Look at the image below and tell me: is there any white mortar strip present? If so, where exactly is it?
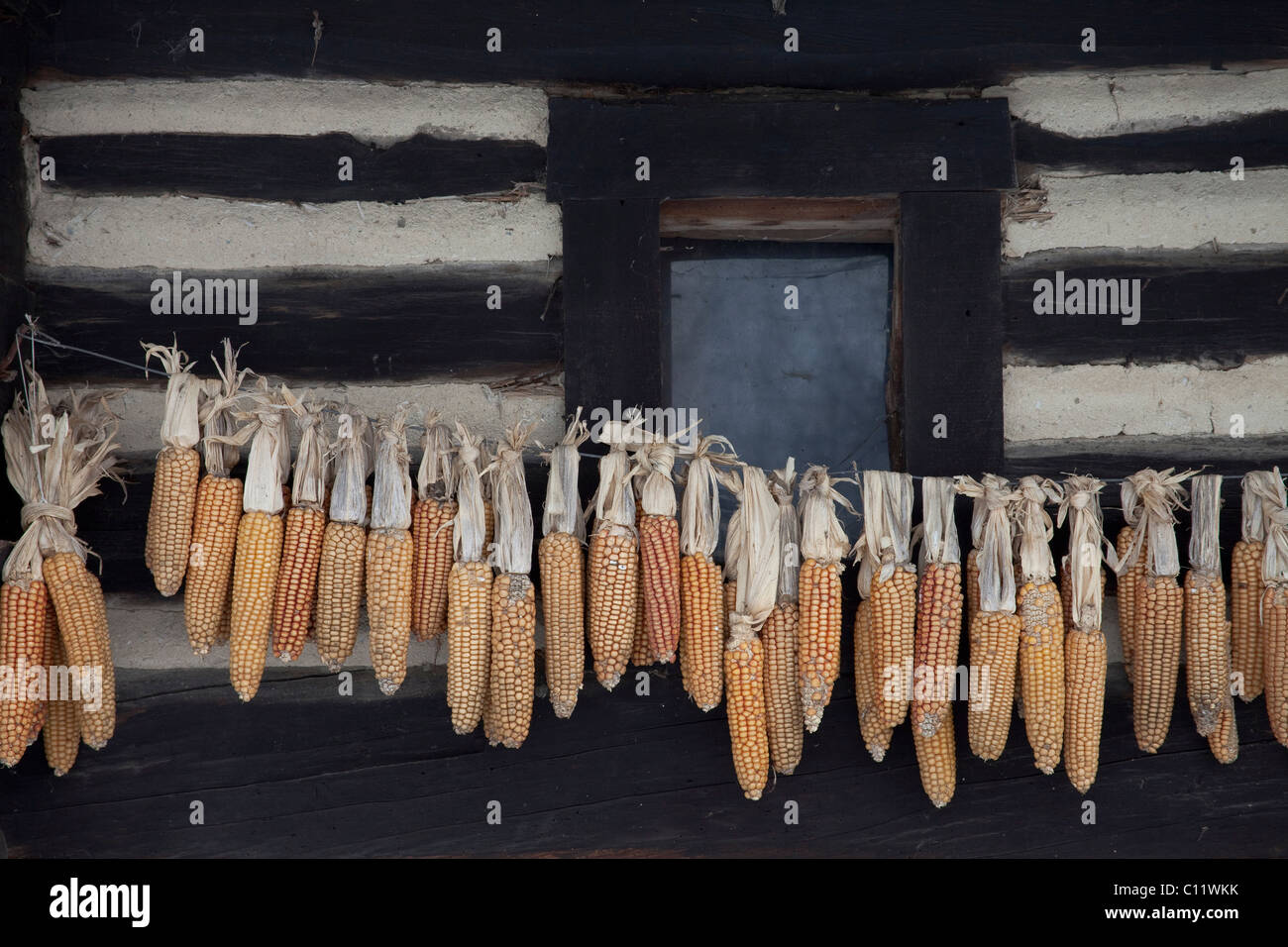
[1004,167,1288,257]
[1002,356,1288,442]
[27,191,563,270]
[22,78,549,146]
[984,68,1288,138]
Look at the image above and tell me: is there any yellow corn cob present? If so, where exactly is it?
[1261,585,1288,746]
[537,532,587,720]
[912,712,957,809]
[725,635,769,800]
[1231,540,1265,705]
[273,506,326,661]
[1064,629,1108,792]
[183,474,242,655]
[640,514,680,664]
[314,520,368,674]
[366,528,412,694]
[411,497,456,642]
[966,612,1021,760]
[44,623,81,776]
[44,553,116,750]
[147,447,201,595]
[1017,582,1065,776]
[1184,570,1231,737]
[447,562,492,736]
[1116,526,1149,681]
[488,574,537,750]
[912,562,978,737]
[0,579,52,767]
[872,569,917,727]
[1132,575,1184,753]
[680,553,729,711]
[228,510,284,701]
[588,530,639,690]
[798,559,841,733]
[761,601,805,776]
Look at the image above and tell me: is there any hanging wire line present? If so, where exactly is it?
[5,326,1262,489]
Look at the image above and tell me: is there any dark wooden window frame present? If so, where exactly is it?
[548,95,1015,474]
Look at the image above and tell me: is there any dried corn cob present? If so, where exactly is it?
[228,378,290,701]
[365,403,412,694]
[447,423,492,736]
[273,391,327,661]
[912,476,963,736]
[485,425,537,750]
[1118,469,1193,753]
[799,467,858,733]
[411,412,456,642]
[1184,474,1233,737]
[588,424,639,690]
[143,343,201,595]
[313,407,374,674]
[1231,472,1272,705]
[1059,475,1108,792]
[725,466,782,800]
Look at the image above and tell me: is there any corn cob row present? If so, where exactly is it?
[313,407,374,674]
[799,467,858,733]
[1118,469,1193,753]
[411,412,456,642]
[912,476,963,736]
[143,343,202,596]
[447,423,492,736]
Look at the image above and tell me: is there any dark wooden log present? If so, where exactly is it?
[898,193,1002,475]
[546,98,1015,201]
[27,0,1288,90]
[29,264,563,381]
[1002,250,1288,368]
[31,133,546,202]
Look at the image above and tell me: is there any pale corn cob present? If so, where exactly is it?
[912,712,957,809]
[0,579,53,767]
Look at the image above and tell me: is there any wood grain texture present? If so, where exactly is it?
[1002,250,1288,368]
[899,193,1004,475]
[29,264,563,381]
[0,666,1288,860]
[546,97,1015,201]
[30,133,546,202]
[29,0,1288,90]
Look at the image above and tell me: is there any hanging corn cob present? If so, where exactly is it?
[537,408,590,720]
[447,423,492,736]
[588,423,639,690]
[1115,481,1149,683]
[313,406,373,674]
[411,412,456,642]
[488,425,537,750]
[1184,474,1234,737]
[1013,476,1065,776]
[1057,475,1117,793]
[1118,468,1193,753]
[1253,467,1288,746]
[912,476,962,742]
[793,467,858,733]
[364,403,412,694]
[183,339,250,655]
[680,434,733,711]
[273,391,327,661]
[862,471,917,727]
[761,458,805,776]
[143,343,201,595]
[957,474,1021,760]
[1231,471,1274,705]
[725,466,782,800]
[228,378,291,701]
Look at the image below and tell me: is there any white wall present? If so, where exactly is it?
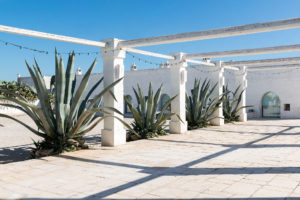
[247,69,300,118]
══════════════════════════════
[WHAT YOU ARE ASKED TO DO] Reproduce the data above verbatim, leaving out the pictures.

[OUTPUT]
Look at the image below and tell me: is there any white mortar strip present? If so, where exactly is it?
[1004,167,1288,257]
[1002,356,1288,442]
[27,191,563,270]
[22,78,549,146]
[984,68,1288,138]
Look at the image above and tell me: is there any yellow corn cob present? If so, where exactly is it?
[1261,585,1288,746]
[537,532,587,720]
[912,712,957,809]
[725,635,769,800]
[1231,540,1265,705]
[273,506,326,661]
[1064,629,1108,792]
[183,474,242,655]
[640,514,680,664]
[314,520,368,674]
[366,528,412,694]
[411,497,456,642]
[966,612,1021,760]
[44,623,81,776]
[44,553,116,750]
[147,447,201,595]
[1017,582,1065,776]
[1184,570,1231,737]
[447,562,492,736]
[1116,526,1149,681]
[488,574,537,750]
[912,562,978,737]
[0,579,52,767]
[872,569,917,727]
[1132,575,1184,753]
[680,553,729,711]
[228,510,284,701]
[588,530,639,690]
[798,559,841,733]
[761,601,805,776]
Look at the image above and tell me: is there any hanging wire line present? If so, where exactly is it?
[5,326,1262,489]
Look at the image above and tell me: is there any dark wooden window frame present? If so, where exactly is it?
[548,95,1015,474]
Look at the image above and tell me: is there any dried corn cob present? If so, where exactly is it?
[228,378,290,701]
[365,403,412,694]
[447,423,492,736]
[273,391,327,661]
[912,476,963,736]
[485,425,537,750]
[1118,469,1193,753]
[799,467,858,733]
[411,412,456,642]
[1184,474,1233,737]
[588,424,639,690]
[143,343,201,595]
[313,407,374,674]
[1231,472,1272,705]
[1059,475,1108,792]
[725,466,782,800]
Look at the image above and tell me: is there any corn cob row present? If so, where exactly is it?
[313,407,374,674]
[799,467,858,733]
[1118,469,1193,753]
[411,412,456,642]
[912,476,963,736]
[143,343,202,596]
[447,423,492,736]
Look at the image above and tell me: is there any dark wooden log present? If so, where exactly is it?
[898,193,1002,475]
[546,98,1015,201]
[27,0,1288,90]
[29,264,563,381]
[1002,250,1288,368]
[31,133,546,202]
Look at the image above and tell me: is there any pale corn cob present? If so, where exactly is it?
[912,712,957,809]
[0,579,53,767]
Look at the image above and tell me: is there any wood grain texture present? If so, where exactly is it?
[1002,250,1288,368]
[899,193,1004,475]
[29,264,563,381]
[0,666,1288,860]
[546,97,1015,201]
[30,133,546,202]
[29,0,1288,90]
Look at the image above and tell me: is there any hanging corn cob present? If so, where exactly is it?
[537,408,590,720]
[447,423,492,736]
[588,423,639,690]
[1115,481,1149,683]
[313,406,373,674]
[411,412,456,642]
[488,425,537,750]
[1184,474,1234,737]
[1013,476,1065,776]
[1057,475,1117,793]
[1118,468,1193,753]
[1253,467,1288,746]
[912,476,962,742]
[793,467,858,733]
[364,403,412,694]
[183,339,250,655]
[680,434,733,711]
[273,391,327,661]
[862,471,917,727]
[761,458,805,776]
[143,343,201,595]
[957,474,1021,760]
[1231,471,1274,705]
[725,466,782,800]
[228,378,291,701]
Look at the image below and tell me: is there any white wall present? If so, where exactly is it?
[247,69,300,118]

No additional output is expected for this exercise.